Work item
Extract, from the records beneath this instruction, each line that contains the word "instance".

• • • •

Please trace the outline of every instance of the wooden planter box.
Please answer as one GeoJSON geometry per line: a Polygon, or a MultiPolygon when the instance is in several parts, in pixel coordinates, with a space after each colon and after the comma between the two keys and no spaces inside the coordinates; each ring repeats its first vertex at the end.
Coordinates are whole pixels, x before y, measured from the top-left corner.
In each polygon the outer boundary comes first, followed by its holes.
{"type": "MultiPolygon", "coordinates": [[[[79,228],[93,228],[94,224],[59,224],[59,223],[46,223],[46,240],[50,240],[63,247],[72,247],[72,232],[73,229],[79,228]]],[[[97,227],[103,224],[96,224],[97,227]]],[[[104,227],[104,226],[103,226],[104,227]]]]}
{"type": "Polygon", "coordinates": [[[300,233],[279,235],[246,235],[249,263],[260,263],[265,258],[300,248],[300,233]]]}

• • • •

Problem solution
Please trace the outline of every instance of the wooden planter box.
Please answer as one GeoJSON geometry per line: a Polygon, or a MultiPolygon when the instance is in several parts, in pixel coordinates, with a space after each colon and after the comma between the two keys and no spaces inside the coordinates; each ring repeats its first vertex at the end.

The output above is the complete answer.